--- TASK TO COMPLETE ---
Every record should be written out exactly, please.

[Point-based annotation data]

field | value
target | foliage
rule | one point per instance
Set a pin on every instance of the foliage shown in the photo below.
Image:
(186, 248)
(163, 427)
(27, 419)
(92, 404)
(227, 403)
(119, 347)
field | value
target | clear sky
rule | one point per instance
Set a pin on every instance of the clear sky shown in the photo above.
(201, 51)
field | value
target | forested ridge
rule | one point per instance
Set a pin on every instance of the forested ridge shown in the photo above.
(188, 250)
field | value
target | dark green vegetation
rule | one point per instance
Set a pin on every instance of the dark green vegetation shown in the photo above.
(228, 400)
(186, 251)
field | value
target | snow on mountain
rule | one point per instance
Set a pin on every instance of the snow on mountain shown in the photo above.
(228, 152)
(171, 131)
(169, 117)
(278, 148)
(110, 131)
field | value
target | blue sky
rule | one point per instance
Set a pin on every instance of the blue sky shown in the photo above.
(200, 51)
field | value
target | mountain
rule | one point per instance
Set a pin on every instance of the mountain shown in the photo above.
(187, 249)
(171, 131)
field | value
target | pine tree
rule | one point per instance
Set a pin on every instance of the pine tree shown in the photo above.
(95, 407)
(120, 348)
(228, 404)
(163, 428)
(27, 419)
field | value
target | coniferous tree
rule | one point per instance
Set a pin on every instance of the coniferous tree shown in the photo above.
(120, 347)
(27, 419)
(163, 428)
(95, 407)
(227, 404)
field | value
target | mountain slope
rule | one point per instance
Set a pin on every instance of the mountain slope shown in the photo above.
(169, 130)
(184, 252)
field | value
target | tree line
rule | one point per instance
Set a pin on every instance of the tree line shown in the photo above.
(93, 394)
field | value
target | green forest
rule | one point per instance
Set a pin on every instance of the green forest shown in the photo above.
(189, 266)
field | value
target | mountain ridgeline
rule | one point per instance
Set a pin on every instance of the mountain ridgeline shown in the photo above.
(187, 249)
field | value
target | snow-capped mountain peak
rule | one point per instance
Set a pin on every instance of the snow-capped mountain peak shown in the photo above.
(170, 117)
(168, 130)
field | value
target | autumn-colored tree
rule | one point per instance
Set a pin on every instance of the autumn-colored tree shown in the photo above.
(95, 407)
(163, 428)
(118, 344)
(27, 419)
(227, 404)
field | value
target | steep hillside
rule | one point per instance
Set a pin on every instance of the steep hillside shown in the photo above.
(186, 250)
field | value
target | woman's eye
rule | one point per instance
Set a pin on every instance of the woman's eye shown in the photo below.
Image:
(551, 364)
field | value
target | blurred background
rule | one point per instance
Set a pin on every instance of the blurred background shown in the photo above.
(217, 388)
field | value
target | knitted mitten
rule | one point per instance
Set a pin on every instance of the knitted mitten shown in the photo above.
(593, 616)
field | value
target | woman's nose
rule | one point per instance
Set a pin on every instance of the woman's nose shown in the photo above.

--- SOLUTION TO THE EXERCISE ---
field | value
target | foliage
rule | one point per instance
Set a pin on every instance of the foliage shown in the photo below.
Image:
(186, 248)
(163, 427)
(27, 419)
(92, 404)
(227, 403)
(119, 347)
field | value
target | clear sky
rule | one point per instance
Set a pin on every instance of the clear sky shown in the photo above.
(201, 51)
field | value
target | forested ridge
rule | one point per instance
Set a pin on every instance of the forested ridge shown in the photo above.
(188, 250)
field | value
target | dark green vegetation
rule | one point per instance
Set a pin on every instance of the dark green vegetation shown in the photo above.
(228, 400)
(186, 251)
field | value
target | snow on mountain
rule | one point per instance
Set a pin on every instance of the snow on mountain shown in the photo above.
(228, 152)
(171, 131)
(169, 117)
(278, 148)
(110, 131)
field | value
target | blue sky
rule | one point per instance
Set a pin on every instance of the blue sky shown in the photo above.
(200, 51)
field | value
target | mountain
rule | one point per instance
Set a pin on every instance of the mountain shown in the photo above.
(187, 249)
(171, 131)
field | value
target | pine tree
rule | one point per instance
Set a pin on every instance of the pine tree shown in the photo above.
(95, 407)
(120, 348)
(228, 404)
(163, 428)
(27, 419)
field | value
target | coniferous tree
rule | one point per instance
Set a pin on every instance of the coniferous tree shown in the photo above.
(120, 347)
(27, 419)
(163, 428)
(95, 407)
(227, 404)
field | value
target | mountain slope
rule | one point per instance
Set a pin on every instance of the mountain slope shown in the photo above.
(169, 130)
(184, 252)
field | value
target | tree line
rule | one point per instance
Set a pin on every instance of the tree line shown in the photo above.
(93, 394)
field | value
target | green forest
rule | one point per instance
Set a pin on every instance of the green forest shown in the photo above.
(189, 266)
field | value
target | mountain ridgeline
rule | one point per instance
Set a pin on every instance of the mountain ridgeline shown in the photo above.
(187, 249)
field | value
target | snow-capped mountain peak
rule | one point per instance
Set a pin on every instance of the snow-capped mountain peak shown in the photo above.
(170, 117)
(168, 130)
field | value
target | autumn-colored tree
rule | one point per instance
Set a pin on every instance of the autumn-colored tree shown in the photo above.
(95, 407)
(163, 428)
(118, 344)
(27, 419)
(227, 404)
field | value
target | steep hillside
rule | one point per instance
Set a pin on every instance of the steep hillside shown in the photo above.
(186, 250)
field | value
target | woman's eye
rule | one point per instance
Set a pin on every instance of the woman's eye shown in the photo below.
Image:
(551, 364)
field | value
target | blurred background
rule | one point per instance
Set a pin on every instance of the blurred background shown in the photo above.
(217, 388)
field | value
target | knitted mitten
rule | one point per instance
Set a pin on every instance of the knitted mitten shown in the photo above.
(593, 616)
field | value
target | woman's nose
rule | one point per instance
Set a pin on every instance of the woman's nose shown in the photo above.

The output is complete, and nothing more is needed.